Could you reproduce every line of the material, starting with the line containing "Could you spot the driftwood" and going on through the end, with each x and y coordinate value raised by 76 and all other text kept the same?

▸ **DATA PROVIDED**:
---------------
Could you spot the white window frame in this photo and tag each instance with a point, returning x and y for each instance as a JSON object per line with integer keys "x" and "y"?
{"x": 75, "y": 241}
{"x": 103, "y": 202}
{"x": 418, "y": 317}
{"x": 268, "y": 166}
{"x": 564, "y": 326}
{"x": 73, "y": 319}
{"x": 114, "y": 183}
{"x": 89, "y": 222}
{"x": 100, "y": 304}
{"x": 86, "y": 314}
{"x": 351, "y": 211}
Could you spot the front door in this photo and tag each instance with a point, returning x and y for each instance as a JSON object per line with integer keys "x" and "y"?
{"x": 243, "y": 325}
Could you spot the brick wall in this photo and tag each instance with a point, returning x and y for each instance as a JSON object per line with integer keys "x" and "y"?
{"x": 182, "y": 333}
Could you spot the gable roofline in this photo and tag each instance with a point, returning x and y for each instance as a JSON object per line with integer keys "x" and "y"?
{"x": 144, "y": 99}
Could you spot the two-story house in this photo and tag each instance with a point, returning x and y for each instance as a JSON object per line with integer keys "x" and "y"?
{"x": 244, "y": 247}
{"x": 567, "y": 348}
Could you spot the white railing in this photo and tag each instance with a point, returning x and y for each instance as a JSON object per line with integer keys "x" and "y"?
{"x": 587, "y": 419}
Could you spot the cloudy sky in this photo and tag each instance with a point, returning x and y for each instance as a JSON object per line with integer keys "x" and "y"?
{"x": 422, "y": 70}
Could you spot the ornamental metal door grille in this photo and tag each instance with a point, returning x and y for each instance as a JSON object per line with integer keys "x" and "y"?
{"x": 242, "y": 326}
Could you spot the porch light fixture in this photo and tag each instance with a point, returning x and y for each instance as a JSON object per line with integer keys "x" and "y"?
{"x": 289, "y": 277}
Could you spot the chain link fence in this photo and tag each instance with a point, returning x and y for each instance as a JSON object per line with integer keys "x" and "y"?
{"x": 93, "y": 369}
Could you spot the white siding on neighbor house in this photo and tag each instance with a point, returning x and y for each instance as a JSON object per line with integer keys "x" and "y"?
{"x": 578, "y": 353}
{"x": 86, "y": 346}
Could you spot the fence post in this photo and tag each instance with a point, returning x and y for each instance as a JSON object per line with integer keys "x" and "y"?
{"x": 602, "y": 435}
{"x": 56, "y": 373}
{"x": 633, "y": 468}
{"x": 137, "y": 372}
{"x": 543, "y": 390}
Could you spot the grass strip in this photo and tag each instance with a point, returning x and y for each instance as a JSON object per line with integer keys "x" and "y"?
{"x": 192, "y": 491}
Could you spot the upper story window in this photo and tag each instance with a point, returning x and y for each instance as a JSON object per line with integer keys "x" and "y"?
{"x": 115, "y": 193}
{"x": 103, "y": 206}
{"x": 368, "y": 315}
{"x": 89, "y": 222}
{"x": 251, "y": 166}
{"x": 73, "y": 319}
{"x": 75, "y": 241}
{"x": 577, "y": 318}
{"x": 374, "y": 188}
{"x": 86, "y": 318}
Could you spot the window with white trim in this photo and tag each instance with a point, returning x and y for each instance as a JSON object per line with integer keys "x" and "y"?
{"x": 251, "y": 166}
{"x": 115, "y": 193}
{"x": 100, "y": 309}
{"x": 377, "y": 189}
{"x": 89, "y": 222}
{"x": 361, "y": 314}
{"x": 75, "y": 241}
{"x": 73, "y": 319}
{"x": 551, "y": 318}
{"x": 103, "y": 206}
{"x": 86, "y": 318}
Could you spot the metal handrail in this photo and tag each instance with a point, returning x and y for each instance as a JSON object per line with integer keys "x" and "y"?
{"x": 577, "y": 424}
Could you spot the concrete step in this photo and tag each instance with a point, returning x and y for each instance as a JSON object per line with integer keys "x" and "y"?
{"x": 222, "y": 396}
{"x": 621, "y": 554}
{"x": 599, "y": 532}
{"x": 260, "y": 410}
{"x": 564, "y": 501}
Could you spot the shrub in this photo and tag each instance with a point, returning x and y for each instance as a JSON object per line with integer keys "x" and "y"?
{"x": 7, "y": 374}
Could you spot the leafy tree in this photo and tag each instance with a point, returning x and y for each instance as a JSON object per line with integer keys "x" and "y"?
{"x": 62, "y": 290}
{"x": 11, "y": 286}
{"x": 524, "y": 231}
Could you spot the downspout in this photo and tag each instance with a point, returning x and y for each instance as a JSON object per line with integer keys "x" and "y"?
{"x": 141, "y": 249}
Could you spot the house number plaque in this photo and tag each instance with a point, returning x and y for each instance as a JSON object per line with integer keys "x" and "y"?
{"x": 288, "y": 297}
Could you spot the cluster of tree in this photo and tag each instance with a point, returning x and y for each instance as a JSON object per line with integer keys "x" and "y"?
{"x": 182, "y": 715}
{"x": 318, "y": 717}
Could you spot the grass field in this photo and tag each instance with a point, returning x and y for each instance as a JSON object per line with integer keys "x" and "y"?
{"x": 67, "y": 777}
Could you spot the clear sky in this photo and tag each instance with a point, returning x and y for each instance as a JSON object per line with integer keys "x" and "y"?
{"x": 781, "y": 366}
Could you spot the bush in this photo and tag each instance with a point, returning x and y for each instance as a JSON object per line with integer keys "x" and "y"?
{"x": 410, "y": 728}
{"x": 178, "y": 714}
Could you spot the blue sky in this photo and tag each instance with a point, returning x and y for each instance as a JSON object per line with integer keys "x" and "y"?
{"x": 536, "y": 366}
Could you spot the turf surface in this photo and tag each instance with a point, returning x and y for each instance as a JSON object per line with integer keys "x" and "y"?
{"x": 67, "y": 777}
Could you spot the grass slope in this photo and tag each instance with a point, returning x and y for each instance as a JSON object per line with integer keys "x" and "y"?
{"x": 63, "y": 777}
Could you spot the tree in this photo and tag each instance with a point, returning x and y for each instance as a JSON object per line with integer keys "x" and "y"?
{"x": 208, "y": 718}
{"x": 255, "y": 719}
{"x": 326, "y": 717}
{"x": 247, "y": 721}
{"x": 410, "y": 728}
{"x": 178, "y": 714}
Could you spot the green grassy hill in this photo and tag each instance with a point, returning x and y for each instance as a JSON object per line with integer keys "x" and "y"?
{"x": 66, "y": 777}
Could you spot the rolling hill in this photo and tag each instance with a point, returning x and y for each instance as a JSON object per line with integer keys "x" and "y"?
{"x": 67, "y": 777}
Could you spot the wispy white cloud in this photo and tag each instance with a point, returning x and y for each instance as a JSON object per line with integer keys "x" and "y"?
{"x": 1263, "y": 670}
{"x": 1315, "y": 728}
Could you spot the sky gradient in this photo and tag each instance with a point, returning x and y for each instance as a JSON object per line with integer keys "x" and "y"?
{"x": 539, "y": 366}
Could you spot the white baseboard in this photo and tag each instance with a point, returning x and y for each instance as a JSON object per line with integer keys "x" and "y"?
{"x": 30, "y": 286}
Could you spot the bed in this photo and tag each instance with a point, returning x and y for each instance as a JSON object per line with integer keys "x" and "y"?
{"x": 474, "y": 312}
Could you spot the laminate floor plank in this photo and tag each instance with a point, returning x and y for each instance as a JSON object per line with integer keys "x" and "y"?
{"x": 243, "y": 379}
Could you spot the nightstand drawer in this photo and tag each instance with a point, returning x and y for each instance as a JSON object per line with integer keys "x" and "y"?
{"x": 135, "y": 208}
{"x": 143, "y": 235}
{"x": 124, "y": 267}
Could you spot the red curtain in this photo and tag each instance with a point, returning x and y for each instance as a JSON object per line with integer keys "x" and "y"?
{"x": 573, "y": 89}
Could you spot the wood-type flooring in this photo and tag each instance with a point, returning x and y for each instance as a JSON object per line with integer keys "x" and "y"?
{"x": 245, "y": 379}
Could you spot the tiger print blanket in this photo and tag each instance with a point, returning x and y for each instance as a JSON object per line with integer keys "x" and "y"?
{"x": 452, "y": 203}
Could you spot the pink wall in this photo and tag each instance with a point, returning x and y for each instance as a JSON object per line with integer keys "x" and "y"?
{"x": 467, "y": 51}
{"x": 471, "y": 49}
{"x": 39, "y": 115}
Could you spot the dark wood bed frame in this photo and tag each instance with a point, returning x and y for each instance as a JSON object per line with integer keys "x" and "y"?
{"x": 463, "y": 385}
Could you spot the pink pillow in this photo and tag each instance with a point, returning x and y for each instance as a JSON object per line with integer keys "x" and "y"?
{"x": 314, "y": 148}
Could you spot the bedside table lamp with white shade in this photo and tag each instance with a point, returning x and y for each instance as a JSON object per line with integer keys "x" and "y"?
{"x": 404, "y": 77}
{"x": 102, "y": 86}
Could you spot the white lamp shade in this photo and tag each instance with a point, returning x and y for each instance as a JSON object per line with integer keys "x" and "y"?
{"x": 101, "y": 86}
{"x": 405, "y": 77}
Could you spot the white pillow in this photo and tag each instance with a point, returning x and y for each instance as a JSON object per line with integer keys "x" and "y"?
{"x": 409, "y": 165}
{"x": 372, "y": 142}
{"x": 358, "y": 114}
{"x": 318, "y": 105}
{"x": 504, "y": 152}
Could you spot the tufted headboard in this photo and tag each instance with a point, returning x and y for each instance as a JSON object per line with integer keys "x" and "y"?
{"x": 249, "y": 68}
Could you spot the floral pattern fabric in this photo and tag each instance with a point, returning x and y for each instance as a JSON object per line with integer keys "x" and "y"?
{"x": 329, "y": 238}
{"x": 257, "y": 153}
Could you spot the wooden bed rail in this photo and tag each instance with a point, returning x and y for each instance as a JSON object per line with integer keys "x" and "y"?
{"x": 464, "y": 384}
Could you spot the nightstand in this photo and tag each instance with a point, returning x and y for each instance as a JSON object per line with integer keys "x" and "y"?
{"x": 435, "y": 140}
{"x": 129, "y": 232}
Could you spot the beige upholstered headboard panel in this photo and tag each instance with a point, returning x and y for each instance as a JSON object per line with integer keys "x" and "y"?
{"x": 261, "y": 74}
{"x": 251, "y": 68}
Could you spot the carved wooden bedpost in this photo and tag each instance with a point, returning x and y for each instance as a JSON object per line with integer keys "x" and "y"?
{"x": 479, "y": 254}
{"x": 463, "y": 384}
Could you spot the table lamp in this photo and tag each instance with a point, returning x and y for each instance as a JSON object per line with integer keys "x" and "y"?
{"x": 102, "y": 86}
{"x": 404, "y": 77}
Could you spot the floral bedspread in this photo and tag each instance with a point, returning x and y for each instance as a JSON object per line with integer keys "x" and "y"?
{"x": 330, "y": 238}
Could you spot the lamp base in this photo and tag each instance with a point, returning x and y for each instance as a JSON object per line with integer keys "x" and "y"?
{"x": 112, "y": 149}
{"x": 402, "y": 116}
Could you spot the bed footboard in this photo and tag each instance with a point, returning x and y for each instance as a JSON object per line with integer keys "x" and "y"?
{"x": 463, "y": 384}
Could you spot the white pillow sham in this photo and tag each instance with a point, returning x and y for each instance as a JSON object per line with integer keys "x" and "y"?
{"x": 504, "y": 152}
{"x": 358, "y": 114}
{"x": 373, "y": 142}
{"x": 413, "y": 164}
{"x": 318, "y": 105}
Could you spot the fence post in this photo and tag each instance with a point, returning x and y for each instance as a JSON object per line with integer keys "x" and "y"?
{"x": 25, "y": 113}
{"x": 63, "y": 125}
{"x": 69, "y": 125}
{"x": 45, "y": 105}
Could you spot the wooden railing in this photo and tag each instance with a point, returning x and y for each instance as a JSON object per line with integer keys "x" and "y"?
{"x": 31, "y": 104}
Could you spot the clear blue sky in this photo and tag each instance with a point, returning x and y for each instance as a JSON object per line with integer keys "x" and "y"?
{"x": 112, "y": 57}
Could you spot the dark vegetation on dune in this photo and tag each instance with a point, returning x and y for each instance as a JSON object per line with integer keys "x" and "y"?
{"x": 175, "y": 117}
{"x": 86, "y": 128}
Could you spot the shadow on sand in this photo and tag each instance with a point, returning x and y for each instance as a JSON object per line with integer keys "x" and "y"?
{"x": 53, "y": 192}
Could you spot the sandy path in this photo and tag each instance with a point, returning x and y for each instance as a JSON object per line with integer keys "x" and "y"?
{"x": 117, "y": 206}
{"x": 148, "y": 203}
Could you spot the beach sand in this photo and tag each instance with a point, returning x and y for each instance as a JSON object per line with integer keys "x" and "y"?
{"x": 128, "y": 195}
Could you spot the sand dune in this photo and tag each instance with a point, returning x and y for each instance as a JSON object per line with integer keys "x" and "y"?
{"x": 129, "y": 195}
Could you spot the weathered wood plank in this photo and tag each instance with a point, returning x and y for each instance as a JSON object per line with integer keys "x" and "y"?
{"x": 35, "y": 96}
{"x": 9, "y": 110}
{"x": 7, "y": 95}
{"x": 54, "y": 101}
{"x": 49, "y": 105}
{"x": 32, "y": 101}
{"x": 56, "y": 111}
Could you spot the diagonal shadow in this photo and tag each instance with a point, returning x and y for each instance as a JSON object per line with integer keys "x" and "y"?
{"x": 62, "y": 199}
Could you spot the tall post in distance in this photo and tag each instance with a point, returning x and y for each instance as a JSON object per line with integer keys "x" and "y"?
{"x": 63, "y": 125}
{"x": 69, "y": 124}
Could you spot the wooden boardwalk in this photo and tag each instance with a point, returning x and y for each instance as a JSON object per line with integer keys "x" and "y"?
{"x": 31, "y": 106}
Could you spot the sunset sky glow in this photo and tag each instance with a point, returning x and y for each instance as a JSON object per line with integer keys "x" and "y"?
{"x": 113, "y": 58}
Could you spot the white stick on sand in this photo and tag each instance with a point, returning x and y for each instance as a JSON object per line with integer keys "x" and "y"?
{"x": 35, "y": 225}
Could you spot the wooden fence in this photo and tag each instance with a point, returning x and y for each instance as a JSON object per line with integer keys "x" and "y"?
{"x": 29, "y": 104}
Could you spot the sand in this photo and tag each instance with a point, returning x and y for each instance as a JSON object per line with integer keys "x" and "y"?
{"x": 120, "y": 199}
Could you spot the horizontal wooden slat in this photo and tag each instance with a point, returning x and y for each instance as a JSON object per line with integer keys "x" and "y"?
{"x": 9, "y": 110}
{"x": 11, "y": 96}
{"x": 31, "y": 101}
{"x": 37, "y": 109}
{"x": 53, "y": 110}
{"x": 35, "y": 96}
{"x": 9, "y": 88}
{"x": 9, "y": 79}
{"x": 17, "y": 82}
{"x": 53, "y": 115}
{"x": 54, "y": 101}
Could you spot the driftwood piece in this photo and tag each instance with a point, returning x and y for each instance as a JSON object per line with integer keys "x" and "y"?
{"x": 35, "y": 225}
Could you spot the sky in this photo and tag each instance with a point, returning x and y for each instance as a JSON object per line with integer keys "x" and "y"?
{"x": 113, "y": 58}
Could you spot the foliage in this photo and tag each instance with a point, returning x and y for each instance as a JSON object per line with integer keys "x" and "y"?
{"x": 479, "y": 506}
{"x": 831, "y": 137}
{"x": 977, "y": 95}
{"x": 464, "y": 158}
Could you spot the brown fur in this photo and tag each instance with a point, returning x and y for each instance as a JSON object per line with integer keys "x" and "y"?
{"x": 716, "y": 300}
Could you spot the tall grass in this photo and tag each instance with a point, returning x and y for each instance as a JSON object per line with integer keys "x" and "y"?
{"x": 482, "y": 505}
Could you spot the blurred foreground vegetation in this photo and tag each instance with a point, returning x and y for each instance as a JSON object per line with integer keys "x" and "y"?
---------------
▸ **COMPLETED TASK**:
Could you spot the driftwood piece in this photo and tag each instance with a point, returning x and y for each instance as a JSON object per line with integer keys "x" and "y"?
{"x": 111, "y": 301}
Could you spot the sky in this photo and tag each instance with a point, returning x and y for each instance as a JSON object per line with integer keys "x" and "y"?
{"x": 189, "y": 134}
Could you spot the foliage in this photo and tag each instance with a point, returning x and y for each instance as a JSON object per line with integer keys "x" and "y"?
{"x": 555, "y": 582}
{"x": 907, "y": 213}
{"x": 1053, "y": 171}
{"x": 540, "y": 234}
Could you spot the brown fur in this photo and tag each instance with a point, returning x and y for each instance as a JSON object per line with integer keys "x" and "y"?
{"x": 792, "y": 376}
Could you spot the tall grass in this photo and tag each instance with a point, returning x and y for each instance as a JSON object per line with integer keys "x" and "y"?
{"x": 558, "y": 581}
Could you spot the blurred foreground vegetation in this photo and tag each instance with a point, returning x and y for each instance as a JSON object per line with integer keys "x" and "y"?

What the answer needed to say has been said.